Pointing dataset excerpts -

··········

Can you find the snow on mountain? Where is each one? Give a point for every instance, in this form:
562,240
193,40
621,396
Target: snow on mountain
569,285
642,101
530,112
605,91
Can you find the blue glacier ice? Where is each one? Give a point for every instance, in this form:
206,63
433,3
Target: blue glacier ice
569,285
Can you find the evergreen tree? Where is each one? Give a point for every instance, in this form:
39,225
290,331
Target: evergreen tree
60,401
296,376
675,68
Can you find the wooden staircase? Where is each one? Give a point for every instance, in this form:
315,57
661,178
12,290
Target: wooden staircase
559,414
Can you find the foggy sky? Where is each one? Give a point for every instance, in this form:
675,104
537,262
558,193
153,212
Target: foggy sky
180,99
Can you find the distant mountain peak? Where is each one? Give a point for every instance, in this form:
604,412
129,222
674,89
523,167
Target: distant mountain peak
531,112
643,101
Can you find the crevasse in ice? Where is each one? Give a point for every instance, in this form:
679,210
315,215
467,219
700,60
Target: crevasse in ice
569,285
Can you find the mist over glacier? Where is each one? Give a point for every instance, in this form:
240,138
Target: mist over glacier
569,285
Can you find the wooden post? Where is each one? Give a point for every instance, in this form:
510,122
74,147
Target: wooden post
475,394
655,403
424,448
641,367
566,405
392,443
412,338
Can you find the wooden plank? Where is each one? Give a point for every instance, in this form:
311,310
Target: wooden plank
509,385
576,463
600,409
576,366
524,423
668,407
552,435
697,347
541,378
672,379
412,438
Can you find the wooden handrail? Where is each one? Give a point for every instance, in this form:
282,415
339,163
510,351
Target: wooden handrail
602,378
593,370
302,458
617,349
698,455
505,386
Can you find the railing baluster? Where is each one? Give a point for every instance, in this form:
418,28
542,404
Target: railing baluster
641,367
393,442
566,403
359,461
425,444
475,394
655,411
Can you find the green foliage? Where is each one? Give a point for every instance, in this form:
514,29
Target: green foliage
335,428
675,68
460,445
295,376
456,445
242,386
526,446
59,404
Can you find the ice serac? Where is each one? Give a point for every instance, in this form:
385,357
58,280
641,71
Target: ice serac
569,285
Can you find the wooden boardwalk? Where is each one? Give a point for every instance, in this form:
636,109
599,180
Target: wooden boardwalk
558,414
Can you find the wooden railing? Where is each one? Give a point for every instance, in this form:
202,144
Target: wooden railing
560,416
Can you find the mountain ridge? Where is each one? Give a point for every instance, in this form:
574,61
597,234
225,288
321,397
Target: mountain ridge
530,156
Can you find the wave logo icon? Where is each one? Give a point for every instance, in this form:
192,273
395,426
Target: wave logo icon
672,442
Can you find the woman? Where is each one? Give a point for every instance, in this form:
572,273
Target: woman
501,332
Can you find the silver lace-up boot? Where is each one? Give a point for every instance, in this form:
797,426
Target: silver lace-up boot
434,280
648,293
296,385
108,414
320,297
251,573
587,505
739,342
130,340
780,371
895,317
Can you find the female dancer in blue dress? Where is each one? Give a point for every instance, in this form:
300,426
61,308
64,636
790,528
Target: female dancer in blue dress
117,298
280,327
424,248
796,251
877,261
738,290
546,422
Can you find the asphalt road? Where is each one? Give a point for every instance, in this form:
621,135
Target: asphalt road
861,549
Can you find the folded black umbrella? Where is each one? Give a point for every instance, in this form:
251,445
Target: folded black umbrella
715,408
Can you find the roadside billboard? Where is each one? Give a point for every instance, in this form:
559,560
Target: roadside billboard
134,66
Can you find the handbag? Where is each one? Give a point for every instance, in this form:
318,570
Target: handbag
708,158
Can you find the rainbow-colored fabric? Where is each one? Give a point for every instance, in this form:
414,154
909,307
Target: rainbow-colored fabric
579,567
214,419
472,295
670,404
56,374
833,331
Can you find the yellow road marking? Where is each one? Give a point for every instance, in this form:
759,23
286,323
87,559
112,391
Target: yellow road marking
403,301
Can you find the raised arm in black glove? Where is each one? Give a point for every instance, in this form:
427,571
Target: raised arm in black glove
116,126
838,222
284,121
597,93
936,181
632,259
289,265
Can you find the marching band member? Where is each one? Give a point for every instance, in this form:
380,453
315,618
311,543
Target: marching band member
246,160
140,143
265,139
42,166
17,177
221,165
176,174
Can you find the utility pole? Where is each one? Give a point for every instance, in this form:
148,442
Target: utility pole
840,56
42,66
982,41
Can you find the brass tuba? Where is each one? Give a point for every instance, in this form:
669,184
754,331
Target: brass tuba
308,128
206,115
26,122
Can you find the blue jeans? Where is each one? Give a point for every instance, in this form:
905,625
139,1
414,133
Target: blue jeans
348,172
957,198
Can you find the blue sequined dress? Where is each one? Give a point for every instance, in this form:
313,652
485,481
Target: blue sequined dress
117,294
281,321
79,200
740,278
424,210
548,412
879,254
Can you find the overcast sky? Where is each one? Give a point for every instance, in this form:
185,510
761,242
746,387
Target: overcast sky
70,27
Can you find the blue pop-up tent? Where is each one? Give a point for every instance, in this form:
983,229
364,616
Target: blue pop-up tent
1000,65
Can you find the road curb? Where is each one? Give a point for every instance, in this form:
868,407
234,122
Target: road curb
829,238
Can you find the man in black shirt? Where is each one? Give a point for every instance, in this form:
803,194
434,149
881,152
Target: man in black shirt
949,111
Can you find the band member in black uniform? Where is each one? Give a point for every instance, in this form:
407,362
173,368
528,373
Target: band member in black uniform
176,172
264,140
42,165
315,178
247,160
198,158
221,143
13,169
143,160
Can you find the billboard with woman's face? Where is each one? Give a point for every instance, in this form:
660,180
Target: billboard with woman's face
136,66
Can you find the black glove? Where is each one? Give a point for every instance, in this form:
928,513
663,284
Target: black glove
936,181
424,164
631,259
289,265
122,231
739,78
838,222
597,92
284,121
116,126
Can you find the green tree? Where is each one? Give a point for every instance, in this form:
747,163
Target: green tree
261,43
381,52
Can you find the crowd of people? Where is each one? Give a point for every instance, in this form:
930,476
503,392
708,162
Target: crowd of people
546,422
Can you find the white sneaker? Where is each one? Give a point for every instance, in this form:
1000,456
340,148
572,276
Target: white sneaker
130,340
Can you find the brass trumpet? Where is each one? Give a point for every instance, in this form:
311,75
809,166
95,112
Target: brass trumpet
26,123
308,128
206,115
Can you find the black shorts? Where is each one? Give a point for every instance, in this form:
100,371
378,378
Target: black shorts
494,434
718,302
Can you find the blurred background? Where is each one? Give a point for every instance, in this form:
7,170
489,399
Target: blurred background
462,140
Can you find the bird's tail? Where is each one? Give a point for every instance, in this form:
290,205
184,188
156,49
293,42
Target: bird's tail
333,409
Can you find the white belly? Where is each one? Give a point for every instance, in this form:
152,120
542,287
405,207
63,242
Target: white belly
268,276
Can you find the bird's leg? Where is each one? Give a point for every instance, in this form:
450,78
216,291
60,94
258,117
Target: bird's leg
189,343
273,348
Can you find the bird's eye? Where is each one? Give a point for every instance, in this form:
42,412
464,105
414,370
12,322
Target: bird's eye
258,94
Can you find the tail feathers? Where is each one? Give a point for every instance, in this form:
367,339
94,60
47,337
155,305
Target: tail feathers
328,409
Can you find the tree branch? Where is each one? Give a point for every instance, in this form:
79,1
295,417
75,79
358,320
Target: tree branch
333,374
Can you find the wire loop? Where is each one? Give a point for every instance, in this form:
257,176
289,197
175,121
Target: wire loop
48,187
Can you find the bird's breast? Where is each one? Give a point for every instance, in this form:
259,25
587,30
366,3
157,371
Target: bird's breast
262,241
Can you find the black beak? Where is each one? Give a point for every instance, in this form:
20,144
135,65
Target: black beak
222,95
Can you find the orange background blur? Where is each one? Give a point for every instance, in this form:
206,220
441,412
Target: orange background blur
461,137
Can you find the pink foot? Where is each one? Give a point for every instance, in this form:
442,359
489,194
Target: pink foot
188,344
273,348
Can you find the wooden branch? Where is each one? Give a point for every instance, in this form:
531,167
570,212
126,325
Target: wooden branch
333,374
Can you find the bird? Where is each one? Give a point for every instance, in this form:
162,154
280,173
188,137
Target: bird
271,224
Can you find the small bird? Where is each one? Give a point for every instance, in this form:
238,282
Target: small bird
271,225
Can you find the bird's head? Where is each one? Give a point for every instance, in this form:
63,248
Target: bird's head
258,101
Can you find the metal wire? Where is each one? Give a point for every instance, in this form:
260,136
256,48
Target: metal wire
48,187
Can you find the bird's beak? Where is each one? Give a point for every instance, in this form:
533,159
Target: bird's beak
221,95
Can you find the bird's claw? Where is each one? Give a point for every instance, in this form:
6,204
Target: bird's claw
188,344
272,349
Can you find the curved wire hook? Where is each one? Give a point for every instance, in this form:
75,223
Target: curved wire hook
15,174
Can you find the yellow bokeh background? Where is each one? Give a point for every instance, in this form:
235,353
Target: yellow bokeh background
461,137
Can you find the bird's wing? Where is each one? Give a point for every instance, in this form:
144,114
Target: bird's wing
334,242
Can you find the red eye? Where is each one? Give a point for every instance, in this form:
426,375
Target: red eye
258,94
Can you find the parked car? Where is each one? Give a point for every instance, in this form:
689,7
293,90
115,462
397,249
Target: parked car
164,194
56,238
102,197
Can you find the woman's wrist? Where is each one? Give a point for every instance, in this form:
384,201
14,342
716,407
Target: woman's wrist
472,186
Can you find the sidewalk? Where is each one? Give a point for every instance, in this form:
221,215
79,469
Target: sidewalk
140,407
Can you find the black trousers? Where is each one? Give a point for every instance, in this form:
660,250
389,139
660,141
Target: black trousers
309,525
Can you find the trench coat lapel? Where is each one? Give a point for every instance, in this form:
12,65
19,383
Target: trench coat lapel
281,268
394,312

··········

Each line from the one with "Can you find the parked" through the last line of the records must be written out word for word. Include nothing else.

Can you find the parked car? Where is each one? Give a point for every instance, in this form:
689,7
293,90
115,462
397,249
Target: parked car
164,194
56,238
102,197
Can you find the woman's wrist? Where is each one? Give a point for every instance, in this form:
384,201
14,342
716,407
Target: woman's wrist
472,186
Can you find the sidewalk? Where is each one? Give a point for every instance, in this form:
221,215
79,469
Target: sidewalk
140,407
Can you find the black trousers? Where is each one? Give a point for every instance, in this form:
660,250
389,139
660,141
Target: black trousers
309,525
Can you find the trench coat lapel? Where is each one? Give a point for every instance, in this form:
12,65
19,383
Target: trench coat lapel
281,268
394,312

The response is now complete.